-------- Data provided

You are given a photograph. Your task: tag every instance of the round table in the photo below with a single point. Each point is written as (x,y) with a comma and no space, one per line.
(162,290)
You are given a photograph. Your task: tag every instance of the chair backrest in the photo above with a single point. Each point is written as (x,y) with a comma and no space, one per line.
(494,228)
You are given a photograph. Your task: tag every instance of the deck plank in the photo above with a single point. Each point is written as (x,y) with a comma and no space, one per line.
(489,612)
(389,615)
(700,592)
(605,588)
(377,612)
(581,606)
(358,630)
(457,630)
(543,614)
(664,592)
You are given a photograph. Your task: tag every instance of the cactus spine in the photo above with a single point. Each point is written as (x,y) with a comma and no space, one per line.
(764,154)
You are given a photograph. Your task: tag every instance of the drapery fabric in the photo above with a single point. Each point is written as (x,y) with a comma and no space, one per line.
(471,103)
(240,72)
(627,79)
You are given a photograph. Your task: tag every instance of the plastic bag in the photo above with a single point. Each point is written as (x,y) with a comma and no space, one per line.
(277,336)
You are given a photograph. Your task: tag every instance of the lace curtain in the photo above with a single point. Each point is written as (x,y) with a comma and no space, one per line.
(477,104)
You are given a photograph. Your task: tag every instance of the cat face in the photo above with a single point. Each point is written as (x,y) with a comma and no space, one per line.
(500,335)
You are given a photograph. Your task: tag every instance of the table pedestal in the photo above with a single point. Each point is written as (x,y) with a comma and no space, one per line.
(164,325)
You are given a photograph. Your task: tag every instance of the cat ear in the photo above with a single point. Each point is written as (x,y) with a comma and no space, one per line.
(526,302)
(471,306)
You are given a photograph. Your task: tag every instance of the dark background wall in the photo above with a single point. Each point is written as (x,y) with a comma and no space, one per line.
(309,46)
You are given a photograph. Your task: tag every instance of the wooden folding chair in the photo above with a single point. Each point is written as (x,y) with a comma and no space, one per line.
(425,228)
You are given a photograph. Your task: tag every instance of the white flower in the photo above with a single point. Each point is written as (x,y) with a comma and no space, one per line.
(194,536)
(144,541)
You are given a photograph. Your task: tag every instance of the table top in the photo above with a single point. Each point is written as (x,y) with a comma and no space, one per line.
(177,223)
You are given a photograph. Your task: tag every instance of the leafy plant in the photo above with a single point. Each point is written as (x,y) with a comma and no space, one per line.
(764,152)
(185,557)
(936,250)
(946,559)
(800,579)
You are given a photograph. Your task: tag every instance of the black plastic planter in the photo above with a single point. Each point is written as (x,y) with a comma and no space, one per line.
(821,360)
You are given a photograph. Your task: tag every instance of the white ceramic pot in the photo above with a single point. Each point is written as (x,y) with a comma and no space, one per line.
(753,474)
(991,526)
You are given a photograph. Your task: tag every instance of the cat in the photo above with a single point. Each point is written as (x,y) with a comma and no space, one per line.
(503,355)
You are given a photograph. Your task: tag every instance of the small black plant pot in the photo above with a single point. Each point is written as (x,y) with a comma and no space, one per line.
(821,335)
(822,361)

----------------

Work request -> All entries are to be reproduced verbatim, with none omitted.

Answer to this exercise ->
You are given a photograph. Your task: tag every instance of the round table in the photo below with a single point. Each point is written as (x,y) with a comma and no space, one per line.
(162,290)
You are given a photograph. Your task: tag every instance of the chair backrest in the photo above with a single point. Each point is written as (x,y) with a comma and no space, one per line.
(494,228)
You are given a photograph. Your task: tag every instance of the deck plank in the photo above with a single point. Each point is written as (x,y) with a comma and no space, one per line.
(489,612)
(389,615)
(700,592)
(605,588)
(377,612)
(581,606)
(358,630)
(457,630)
(543,614)
(664,592)
You are given a photograph. Your task: tag every instance of the cactus spine in the photo above with a single point. Each point is written as (x,y) with a comma and no space, one per line.
(764,154)
You are given a photograph. Your task: tag every instance of the drapery fabric in the photo above with a single point. Each point is written as (x,y) with a comma and no space, one per line.
(471,103)
(240,72)
(627,79)
You are given a photograph. Your task: tag every instance of the plastic bag in the photo above with a single point. Each point is written as (x,y) with a comma and no space, one per line.
(277,336)
You are given a photograph. Your task: tag every instance of the lace curtain in the photo above with a single point. Each point is written as (x,y) with a comma and no space, one per line.
(477,104)
You are given a photograph. Your task: tag every instance of the cat face in the photo above with a single point. Each point is written as (x,y) with a comma and no space, one per line.
(500,335)
You are given a photograph. Your task: tag every instance of the table pedestal in the photo above with a single point. Each point is written as (x,y) with a comma and no space, one per line.
(164,325)
You are given a photograph. Your task: tag every instance of the cat ear in the photo above with a single point. Each point is written as (x,y) with a comma and no space, one per line.
(526,302)
(471,306)
You are given a photograph. Your task: tag every instance of the dark background wall in the photo above with a single point. Each point is written as (x,y) with a comma and no space, one per line.
(309,46)
You are given a photograph. Your task: tag every instance of the wooden folding chair in the photo above with a single point. Each point is written as (x,y) with a comma and no space, one per line.
(425,228)
You are given a photograph. Your task: tag every instance of the white flower in the photo above with a single point. Each point is written as (x,y) with a comma and no space, one per line.
(194,536)
(144,541)
You are given a photograph. Your task: tag every instance of the table top in the photo above with a single point. Each point is written as (x,y) with a comma and no space, one per line.
(177,223)
You are given a photograph. Your task: tag every instance of the leafy plant in the photo above with a single point. Each point is written as (x,y) with a comma and no space, one per line.
(764,152)
(185,557)
(936,250)
(946,559)
(800,579)
You are given a photograph. Your task: tag every instance of the black plastic planter in the photo above with a single point. Each point is written as (x,y) with a comma and no space, one per line.
(821,360)
You are given a photograph. Your task: tag every instance of the white ceramic pot in the photo above with a single point. Each point is written as (x,y) with a comma and no space, one per line.
(753,474)
(991,526)
You are given a photograph. Your task: tag every instance of the cat in the photo above with a single point. Each point is written as (x,y) with a comma and no space, one per line.
(503,355)
You are given a photograph. Your task: tag every instance of the small black plant pot in the photo above with a single point. Each point is written as (x,y) with a comma and no space, one per line.
(821,335)
(822,361)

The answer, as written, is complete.